____ 本文

理化学研究所(理研)脳科学総合研究センターの利根川進センター長、ディラージ・ロイ大学院生らの共同研究チームは、マウス脳の海馬支脚を経由する神経回路が、記憶の想起に重要な役割を果たすことを発見した。
▶︎http://www.riken.jp/pr/press/2017/20170818_2/
通常、ある特定の箱の中にマウスを入れた時に、脚に軽い電気ショックを与えると、翌日同じ箱に入れられた際に恐怖体験を想起し、すくむ行動が見られる。
ところが遺伝子改変マウスを箱に入れて同様なプロセスを与え、恐怖体験を想起させている最中に、背側海馬支脚の細胞の働きを光遺伝学で抑制すると、このマウスは怖い記憶を思い出せず、すくまなかった。また、想起中に背側海馬支脚細胞の働きを抑制しても、記憶の形成には問題がなかったそうだ。
このことから、背側海馬支脚の細胞は記憶の想起に重要な役割を果たすことが明らかになった。

________
____ 情報

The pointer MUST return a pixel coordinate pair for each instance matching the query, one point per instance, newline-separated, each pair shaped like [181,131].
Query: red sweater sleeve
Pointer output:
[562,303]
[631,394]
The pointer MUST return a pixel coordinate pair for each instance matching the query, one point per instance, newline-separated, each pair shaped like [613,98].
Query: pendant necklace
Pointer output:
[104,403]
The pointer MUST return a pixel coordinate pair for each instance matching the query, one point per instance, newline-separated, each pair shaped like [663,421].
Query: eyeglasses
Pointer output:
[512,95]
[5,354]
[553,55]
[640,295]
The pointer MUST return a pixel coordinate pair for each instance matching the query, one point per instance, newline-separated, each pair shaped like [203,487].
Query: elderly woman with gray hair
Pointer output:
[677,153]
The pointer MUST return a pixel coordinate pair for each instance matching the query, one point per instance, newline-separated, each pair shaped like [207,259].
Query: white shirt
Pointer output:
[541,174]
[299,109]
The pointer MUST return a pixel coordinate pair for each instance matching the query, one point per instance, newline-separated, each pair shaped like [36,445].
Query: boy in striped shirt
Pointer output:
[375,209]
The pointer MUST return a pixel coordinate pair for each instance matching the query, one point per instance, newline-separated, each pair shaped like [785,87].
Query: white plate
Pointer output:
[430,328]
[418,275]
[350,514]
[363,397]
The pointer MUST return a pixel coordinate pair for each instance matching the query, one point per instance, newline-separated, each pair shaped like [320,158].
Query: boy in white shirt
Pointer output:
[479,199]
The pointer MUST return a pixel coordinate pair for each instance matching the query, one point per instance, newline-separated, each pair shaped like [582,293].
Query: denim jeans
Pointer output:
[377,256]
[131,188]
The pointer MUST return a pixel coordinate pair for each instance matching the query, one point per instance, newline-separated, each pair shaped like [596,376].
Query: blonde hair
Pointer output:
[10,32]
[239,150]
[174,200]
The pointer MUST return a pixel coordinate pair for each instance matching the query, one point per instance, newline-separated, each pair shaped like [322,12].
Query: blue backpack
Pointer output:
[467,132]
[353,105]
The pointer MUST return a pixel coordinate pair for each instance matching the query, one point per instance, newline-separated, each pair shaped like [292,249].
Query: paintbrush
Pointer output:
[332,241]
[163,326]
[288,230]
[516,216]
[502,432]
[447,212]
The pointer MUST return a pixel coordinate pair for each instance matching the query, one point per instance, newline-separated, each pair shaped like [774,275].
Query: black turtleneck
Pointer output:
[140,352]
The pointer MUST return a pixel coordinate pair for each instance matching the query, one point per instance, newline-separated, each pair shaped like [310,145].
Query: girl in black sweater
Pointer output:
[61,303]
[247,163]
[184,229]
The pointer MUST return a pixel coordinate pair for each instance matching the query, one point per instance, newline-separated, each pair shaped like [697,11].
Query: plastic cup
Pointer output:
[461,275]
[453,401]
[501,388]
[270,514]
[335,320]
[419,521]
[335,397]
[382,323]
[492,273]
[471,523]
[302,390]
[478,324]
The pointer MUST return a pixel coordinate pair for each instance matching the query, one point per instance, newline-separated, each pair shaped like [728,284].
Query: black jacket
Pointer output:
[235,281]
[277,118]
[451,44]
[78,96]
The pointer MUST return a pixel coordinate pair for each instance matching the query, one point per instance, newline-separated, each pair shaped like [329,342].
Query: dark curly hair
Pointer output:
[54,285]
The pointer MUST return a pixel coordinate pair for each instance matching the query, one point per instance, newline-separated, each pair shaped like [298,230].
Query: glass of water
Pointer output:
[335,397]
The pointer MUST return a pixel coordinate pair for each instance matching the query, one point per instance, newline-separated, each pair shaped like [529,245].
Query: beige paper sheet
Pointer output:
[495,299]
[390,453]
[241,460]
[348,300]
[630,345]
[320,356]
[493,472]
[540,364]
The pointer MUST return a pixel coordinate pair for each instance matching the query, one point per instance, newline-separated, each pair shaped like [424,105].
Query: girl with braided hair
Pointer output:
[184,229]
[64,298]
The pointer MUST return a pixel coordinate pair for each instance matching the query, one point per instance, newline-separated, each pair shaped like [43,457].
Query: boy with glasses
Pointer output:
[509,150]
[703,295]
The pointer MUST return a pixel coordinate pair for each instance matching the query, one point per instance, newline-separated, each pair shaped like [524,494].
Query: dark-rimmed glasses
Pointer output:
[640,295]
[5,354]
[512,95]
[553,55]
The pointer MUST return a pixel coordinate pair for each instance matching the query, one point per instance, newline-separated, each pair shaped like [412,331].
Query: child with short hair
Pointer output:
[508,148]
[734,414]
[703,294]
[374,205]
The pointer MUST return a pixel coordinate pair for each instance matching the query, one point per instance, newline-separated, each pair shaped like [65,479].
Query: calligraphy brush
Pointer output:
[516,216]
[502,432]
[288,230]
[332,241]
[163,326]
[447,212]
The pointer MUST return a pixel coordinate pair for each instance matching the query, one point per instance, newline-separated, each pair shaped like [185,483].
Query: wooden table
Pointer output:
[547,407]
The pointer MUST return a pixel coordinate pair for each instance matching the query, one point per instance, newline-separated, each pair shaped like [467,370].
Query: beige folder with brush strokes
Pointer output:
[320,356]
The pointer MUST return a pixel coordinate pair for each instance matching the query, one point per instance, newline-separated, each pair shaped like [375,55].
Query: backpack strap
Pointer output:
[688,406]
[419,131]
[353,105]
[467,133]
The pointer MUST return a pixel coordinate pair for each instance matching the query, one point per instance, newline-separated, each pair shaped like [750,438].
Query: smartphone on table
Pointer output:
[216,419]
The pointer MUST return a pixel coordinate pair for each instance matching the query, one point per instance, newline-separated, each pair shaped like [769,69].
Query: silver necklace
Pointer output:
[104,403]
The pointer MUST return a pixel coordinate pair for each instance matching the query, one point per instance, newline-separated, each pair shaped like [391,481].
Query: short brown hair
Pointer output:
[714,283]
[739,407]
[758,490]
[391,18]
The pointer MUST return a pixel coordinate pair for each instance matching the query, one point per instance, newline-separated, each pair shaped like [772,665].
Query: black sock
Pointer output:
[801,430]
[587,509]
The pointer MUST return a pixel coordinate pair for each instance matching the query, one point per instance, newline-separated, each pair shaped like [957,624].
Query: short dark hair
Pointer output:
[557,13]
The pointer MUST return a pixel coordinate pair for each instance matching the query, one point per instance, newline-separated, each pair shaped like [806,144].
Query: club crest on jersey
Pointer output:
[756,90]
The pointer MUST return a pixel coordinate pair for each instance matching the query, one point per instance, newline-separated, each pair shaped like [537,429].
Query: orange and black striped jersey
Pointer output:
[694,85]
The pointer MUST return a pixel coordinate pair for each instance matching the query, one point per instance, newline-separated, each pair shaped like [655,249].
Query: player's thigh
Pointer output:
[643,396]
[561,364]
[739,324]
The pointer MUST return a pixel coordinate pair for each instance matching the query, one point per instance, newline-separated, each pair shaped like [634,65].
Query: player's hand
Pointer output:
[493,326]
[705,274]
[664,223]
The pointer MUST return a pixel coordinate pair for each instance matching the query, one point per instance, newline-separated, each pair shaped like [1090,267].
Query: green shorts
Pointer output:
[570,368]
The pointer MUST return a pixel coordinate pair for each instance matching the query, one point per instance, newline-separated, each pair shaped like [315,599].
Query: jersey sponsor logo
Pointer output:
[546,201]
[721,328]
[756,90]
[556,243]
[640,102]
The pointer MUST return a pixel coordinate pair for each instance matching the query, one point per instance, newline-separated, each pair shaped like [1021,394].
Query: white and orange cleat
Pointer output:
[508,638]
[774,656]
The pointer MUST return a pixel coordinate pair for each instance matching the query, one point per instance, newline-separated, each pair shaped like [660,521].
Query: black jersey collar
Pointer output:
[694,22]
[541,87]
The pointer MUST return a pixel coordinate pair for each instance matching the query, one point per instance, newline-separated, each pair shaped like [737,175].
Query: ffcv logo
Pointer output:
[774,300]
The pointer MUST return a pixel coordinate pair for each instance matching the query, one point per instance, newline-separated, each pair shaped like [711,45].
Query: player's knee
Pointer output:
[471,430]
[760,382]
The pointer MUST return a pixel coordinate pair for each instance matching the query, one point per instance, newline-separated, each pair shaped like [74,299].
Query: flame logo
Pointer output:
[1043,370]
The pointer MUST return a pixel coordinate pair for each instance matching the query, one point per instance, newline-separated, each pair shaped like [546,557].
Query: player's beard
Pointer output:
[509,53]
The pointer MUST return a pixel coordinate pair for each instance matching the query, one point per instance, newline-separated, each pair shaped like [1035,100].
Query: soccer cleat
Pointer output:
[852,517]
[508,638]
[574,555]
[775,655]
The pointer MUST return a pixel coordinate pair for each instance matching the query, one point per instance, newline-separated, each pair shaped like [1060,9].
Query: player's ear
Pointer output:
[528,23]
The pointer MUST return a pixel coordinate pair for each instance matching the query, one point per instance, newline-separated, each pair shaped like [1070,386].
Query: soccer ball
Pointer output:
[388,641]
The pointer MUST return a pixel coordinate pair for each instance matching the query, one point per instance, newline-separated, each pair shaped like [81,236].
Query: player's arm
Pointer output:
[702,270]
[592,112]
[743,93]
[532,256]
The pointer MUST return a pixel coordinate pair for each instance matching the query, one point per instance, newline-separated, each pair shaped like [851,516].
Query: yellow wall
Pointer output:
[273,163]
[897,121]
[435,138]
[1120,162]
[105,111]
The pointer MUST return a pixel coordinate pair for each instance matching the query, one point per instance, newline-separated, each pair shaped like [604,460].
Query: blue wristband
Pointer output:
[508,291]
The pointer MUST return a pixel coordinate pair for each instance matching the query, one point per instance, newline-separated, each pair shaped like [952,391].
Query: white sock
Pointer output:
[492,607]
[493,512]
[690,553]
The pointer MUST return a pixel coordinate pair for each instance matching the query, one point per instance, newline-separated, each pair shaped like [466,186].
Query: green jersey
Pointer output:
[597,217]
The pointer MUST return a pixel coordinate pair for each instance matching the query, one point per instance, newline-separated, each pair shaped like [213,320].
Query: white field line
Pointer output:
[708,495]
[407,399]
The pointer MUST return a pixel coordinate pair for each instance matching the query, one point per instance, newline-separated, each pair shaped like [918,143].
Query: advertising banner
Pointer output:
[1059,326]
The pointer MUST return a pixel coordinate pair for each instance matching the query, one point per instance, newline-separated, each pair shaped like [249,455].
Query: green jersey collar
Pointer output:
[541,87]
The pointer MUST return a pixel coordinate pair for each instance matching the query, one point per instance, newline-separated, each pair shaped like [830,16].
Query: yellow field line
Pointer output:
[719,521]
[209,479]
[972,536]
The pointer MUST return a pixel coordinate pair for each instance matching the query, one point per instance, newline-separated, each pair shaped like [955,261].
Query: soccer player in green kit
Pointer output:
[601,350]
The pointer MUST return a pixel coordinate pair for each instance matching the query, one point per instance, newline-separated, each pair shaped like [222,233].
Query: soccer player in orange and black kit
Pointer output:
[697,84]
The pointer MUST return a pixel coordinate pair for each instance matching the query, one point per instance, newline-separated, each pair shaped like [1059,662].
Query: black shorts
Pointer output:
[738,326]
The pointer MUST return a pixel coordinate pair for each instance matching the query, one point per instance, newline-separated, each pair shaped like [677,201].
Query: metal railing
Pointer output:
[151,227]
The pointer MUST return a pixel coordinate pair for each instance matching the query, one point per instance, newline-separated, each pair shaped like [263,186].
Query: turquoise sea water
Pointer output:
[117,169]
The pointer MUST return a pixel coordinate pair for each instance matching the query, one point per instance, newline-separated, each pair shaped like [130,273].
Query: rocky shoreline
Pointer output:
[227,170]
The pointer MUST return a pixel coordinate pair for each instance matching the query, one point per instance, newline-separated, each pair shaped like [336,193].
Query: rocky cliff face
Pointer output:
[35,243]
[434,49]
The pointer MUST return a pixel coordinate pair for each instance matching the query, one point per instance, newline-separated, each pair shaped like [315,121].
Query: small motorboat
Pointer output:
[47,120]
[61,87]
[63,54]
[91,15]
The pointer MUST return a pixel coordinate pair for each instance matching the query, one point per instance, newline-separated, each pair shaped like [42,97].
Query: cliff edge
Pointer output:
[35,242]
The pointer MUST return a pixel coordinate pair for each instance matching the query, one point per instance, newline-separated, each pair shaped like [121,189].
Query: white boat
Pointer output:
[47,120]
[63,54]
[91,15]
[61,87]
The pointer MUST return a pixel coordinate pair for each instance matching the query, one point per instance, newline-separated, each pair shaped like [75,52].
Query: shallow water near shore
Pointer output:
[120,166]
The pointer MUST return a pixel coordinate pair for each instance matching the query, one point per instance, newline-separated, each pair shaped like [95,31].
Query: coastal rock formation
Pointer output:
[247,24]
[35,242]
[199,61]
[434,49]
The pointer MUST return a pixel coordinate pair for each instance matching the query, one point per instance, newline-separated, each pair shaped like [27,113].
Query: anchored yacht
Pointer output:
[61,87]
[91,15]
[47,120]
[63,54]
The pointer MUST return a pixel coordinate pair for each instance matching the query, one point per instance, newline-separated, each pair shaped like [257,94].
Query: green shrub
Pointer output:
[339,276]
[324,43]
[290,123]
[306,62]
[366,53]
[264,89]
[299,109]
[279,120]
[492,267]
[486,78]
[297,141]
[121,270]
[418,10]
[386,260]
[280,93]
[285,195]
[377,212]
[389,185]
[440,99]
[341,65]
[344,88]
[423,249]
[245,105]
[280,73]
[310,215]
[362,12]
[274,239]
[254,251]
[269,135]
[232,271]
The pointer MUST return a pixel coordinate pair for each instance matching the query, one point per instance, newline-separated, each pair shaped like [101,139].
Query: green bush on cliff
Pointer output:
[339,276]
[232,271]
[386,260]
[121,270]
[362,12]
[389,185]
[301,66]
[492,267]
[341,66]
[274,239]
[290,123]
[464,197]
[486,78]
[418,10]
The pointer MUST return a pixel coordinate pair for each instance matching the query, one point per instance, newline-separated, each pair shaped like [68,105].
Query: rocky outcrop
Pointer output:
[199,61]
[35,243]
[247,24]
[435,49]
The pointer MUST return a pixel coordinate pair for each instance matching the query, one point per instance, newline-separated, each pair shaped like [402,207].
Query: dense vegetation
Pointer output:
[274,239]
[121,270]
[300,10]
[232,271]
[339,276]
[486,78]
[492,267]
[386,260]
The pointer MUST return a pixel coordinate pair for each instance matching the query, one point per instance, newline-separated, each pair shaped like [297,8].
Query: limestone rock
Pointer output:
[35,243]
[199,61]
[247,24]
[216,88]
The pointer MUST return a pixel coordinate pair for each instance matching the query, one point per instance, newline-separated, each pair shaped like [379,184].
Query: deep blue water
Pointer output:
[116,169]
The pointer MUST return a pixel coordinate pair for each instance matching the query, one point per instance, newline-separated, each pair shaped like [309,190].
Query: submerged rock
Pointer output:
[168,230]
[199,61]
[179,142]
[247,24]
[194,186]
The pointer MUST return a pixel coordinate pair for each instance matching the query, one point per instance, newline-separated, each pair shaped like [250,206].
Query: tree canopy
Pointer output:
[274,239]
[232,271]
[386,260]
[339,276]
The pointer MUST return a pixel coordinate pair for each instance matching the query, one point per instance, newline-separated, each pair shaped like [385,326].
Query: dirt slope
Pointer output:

________

- _練習問題_
a – 本文に登場する組織名と人名を、すべて挙げてください。
b – 背側海馬支脚の細胞が記憶の想起に重要な役割を果たすと判断された根拠を、本文に即して1〜3文で説明してください。
c – 海馬支脚に関する本文を、最後の文の後から続けて書いてください。

- _練習問題の解答_
a – 理化学研究所(理研)、脳科学総合研究センター、利根川進、ディラージ・ロイ

b – 遺伝子改変マウスに恐怖体験を想起させている最中に、背側海馬支脚の細胞の働きを光遺伝学で抑制したところ、マウスは怖い記憶を思い出せず、すくまなかったためです。

c –
さらに詳しい解析により、研究チームは背側CA1領域から直接内側嗅内皮質の第5層に情報を伝える直接経路は記憶の書き込みに、背側海馬支脚を経由して内側嗅内皮質の第5層に情報を伝える間接経路は記憶の想起に、それぞれ重要であることを示している。
私たちは、昔の思い出などを、時間や場所、またはその経験を含むあらゆる感覚を大脳辺縁系にある海馬に書き込み、いつでも想起することができる。
今回の研究により、海馬のどこの領域が関与しているかが明らかになったことは、脳科学研究にとって大きな一歩である。
今後、研究が進むことで、記憶障害の治療法の糸口となること期待する。